╭─ Available records

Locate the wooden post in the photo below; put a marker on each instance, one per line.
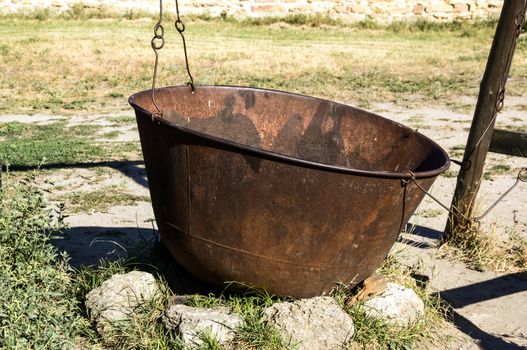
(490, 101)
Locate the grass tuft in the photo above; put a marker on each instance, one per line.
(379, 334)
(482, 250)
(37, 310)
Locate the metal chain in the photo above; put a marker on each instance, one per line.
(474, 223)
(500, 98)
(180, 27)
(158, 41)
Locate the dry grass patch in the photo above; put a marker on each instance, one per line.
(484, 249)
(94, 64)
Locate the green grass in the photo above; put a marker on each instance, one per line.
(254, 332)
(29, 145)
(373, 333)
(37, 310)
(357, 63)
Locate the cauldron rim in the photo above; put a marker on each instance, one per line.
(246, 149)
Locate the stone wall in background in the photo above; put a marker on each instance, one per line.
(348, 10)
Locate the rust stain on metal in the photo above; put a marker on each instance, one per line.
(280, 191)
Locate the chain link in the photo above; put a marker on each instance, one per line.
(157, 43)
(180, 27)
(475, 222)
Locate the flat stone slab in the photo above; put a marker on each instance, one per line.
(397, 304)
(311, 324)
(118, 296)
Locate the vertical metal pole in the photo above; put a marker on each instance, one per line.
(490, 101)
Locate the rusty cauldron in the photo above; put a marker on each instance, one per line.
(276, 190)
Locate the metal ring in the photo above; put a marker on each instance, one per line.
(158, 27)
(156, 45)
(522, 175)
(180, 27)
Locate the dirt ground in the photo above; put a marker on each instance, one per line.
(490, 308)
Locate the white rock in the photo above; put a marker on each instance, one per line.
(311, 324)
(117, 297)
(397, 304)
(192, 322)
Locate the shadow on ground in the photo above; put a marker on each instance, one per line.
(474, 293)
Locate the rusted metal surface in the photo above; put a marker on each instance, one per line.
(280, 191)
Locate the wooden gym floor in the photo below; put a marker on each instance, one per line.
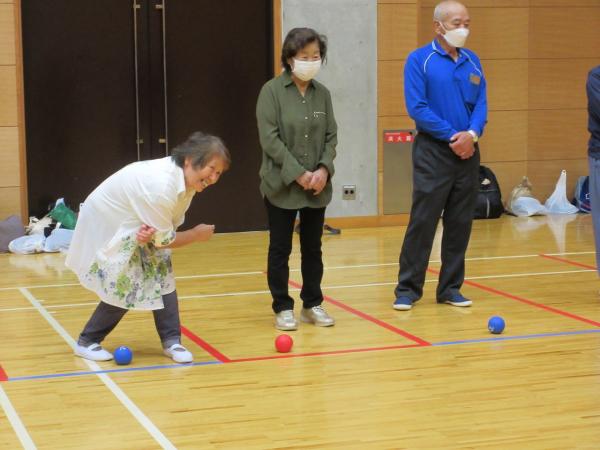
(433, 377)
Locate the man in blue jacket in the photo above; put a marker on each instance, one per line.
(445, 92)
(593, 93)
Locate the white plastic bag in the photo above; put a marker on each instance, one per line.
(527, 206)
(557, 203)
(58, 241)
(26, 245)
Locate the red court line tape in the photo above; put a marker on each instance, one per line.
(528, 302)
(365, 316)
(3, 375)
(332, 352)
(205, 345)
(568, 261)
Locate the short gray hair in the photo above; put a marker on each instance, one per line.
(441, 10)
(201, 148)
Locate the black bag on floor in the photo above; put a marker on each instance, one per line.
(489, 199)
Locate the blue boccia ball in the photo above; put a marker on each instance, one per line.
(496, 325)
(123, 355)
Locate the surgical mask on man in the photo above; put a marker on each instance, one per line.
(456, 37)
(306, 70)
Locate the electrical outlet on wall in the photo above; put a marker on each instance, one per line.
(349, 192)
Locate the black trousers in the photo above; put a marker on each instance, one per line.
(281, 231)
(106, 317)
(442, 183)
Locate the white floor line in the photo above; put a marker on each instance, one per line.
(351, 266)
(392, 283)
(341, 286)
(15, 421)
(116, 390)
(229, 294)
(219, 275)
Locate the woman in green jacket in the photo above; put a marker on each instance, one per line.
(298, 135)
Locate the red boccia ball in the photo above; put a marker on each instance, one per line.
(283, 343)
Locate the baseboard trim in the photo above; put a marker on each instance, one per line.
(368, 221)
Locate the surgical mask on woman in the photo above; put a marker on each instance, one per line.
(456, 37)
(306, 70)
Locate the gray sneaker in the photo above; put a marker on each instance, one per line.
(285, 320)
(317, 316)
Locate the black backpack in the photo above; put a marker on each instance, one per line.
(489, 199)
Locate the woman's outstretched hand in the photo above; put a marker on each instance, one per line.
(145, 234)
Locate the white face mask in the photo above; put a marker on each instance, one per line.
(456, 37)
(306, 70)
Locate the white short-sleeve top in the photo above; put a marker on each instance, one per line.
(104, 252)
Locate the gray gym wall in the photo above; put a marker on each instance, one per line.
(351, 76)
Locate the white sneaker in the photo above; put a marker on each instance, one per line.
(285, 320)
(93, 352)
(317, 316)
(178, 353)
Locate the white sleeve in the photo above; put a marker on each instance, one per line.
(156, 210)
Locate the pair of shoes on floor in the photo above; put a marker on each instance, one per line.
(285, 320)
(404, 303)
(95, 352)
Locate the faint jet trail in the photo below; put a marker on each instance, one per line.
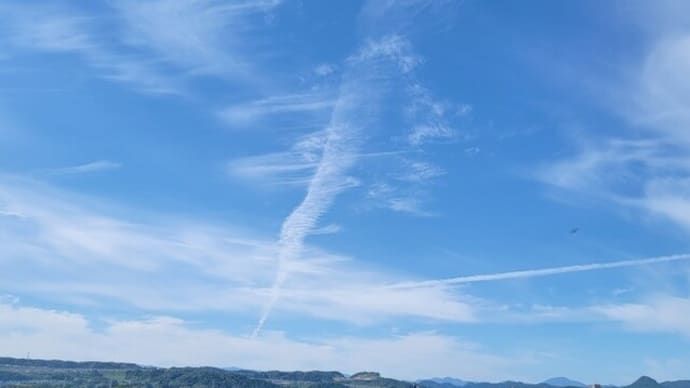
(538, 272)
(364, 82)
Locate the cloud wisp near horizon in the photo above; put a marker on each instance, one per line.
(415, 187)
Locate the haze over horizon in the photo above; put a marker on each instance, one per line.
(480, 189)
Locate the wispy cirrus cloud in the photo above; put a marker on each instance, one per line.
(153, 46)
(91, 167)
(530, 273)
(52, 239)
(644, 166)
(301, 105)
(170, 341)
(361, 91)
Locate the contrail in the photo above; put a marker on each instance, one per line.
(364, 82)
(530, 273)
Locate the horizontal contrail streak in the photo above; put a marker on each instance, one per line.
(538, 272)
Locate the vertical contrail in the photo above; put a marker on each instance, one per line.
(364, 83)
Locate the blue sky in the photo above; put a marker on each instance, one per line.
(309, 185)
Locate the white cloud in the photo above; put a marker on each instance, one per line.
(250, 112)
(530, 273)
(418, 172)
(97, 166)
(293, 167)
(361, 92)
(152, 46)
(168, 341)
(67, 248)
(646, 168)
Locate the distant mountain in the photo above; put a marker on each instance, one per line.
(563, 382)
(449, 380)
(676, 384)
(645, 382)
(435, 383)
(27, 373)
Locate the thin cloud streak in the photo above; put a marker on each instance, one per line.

╰─

__Assignment__:
Except for the pictures, give the data again word for word.

__Result__:
Locate the wooden post in the photo below; put a marker on each instance, one per line.
(490, 101)
Locate the grass tuft in the photo above; put a marker on each instance, one per line.
(379, 334)
(482, 250)
(37, 310)
Locate the metal chain in the photo above; put a marker on each instance, one per line.
(474, 223)
(500, 98)
(180, 27)
(158, 41)
Locate the dry grass patch in the photo above; put a marker on each instance, one per line.
(484, 249)
(94, 64)
Locate the green grass in the photo above; put a marker on each instance, one per line.
(254, 332)
(29, 145)
(373, 333)
(37, 310)
(357, 63)
Locate the cauldron rim in the photo above; put a marker on each instance, one per line.
(246, 149)
Locate the stone wall in background in the photo above; put a marker on each instance, one per line.
(348, 10)
Locate the rust stain on metal in the photo above; put a marker on each instance, one per line.
(280, 191)
Locate the chain link in the photo above; put a marker on each instance, one per line.
(157, 43)
(180, 27)
(475, 222)
Locate the flat stone slab in the photo above; put a marker on each instance, one per line.
(397, 304)
(311, 324)
(118, 296)
Locate the vertical metal pole in the photo above; put a marker on each instance, one per line.
(490, 101)
Locate the rusty cauldron in the photo above; put a marker on each instance, one per line.
(276, 190)
Locate the metal ring in the photo above; put a marker on each instance, one per line.
(158, 27)
(156, 45)
(522, 175)
(180, 27)
Locate the dirt ground in the photo above; put a marker on each instance, one per line.
(490, 308)
Locate the white rock in the photo above; put a marker on each instance, one per line.
(311, 324)
(117, 297)
(397, 304)
(192, 322)
Locate the shadow on ground in the photo above; put a marker on each instance, one per line.
(474, 293)
Locate the rusted metal surface in the photo above; put a marker on each instance, one per line.
(280, 191)
Locate the wooden gym floor in the photo below; put a marker on each instance, one per line.
(433, 377)
Locate the man in blue jacket in the photo above; put a marker on each instance, one per line.
(445, 92)
(593, 93)
Locate the white plastic bag in the photo above; put a marker on each instance, one per line.
(527, 206)
(557, 203)
(58, 241)
(26, 245)
Locate the red court line tape in the photo above; put a marker on each instance, one per line.
(528, 302)
(365, 316)
(3, 375)
(332, 352)
(205, 345)
(568, 261)
Locate the short gray hair in the photo above; put a marker on each instance, one per line.
(441, 10)
(201, 148)
Locate the black bag on floor in the photo above; put a marker on each instance, one per line.
(489, 199)
Locate the blue boccia ball in the photo above; put a marker on each instance, one per line.
(496, 325)
(123, 355)
Locate the surgical mask on man in the photo above; put a marker on each instance, one per line.
(456, 37)
(306, 70)
Locate the electrical outlet on wall in the photo above; put a marker on each instance, one per line.
(349, 192)
Locate the black trousers in the photo above; put a marker on each instance, one per line.
(281, 231)
(106, 317)
(442, 183)
Locate the white floor line in the photo above; put a marker on each instance, one per line.
(351, 266)
(392, 283)
(341, 286)
(15, 421)
(116, 390)
(229, 294)
(219, 275)
Locate the woman in green jacket in the photo above; put a marker on each instance, one per line.
(298, 135)
Locate the red boccia ball in the photo above; put a marker on each instance, one per line.
(283, 343)
Locate the baseboard trim in the photo above; put a marker on each instance, one per line.
(368, 221)
Locate the surgical mask on woman in the photo above; put a marker on each instance, one per line.
(456, 37)
(306, 70)
Locate the gray sneaker in the photo above; put a marker on each instance, one per line.
(285, 320)
(317, 316)
Locate the black backpack in the photo above; put a marker on each instance, one per line.
(489, 199)
Locate the woman's outstretched hand in the photo above; put a marker on each instance, one per line.
(145, 234)
Locate the white face mask in the photo above; put a marker on each instance, one per line.
(456, 37)
(306, 70)
Locate the white short-sleeve top in the photo above; put a marker on each instance, one per line.
(104, 252)
Locate the gray gym wall in the photo above; put a marker on each instance, one per line.
(351, 76)
Locate the white sneaker in the photo above; put a marker on each instance, one per line.
(285, 320)
(93, 352)
(317, 316)
(178, 353)
Locate the white sleeve in the photo above; put a marker on each instance, one per line.
(156, 210)
Locate the pair of shoes on floor in the photo above; put a marker on each instance, one per line.
(285, 320)
(404, 303)
(95, 352)
Locate the faint jet trail in the photo below; put a marker on each instance, one per line.
(538, 272)
(364, 82)
Locate the cloud wisp near horizon in the photo above; put a marker on each instance, one per line.
(415, 187)
Locate the haze over horizon in the photo above; put a marker on each instance, one per line.
(480, 189)
Locate the wispy cirrus cloud in the photo above; put a marker on each instance, one per line.
(153, 46)
(91, 167)
(530, 273)
(52, 239)
(644, 166)
(301, 105)
(170, 341)
(361, 91)
Locate the contrail in the photo above; put a marker on each instance, one per line.
(364, 82)
(530, 273)
Locate the horizontal contrail streak in the photo above; put a marker on each instance, one per line.
(538, 272)
Locate the vertical contrail in the photo above; put a marker on each instance, one per line.
(364, 83)
Locate the blue sky in the photo above; put a marker on each instance, one per line.
(309, 185)
Locate the white cloud in the photo above; put a marker on each instance, one per line.
(250, 112)
(530, 273)
(418, 172)
(97, 166)
(293, 167)
(361, 92)
(152, 46)
(168, 341)
(67, 248)
(646, 168)
Locate the distant mountain in the photo above; put a marker on each instance, one per line.
(563, 382)
(449, 380)
(676, 384)
(645, 382)
(435, 383)
(27, 373)
Locate the thin cloud streak in the photo above; put a marker on each instance, one per line.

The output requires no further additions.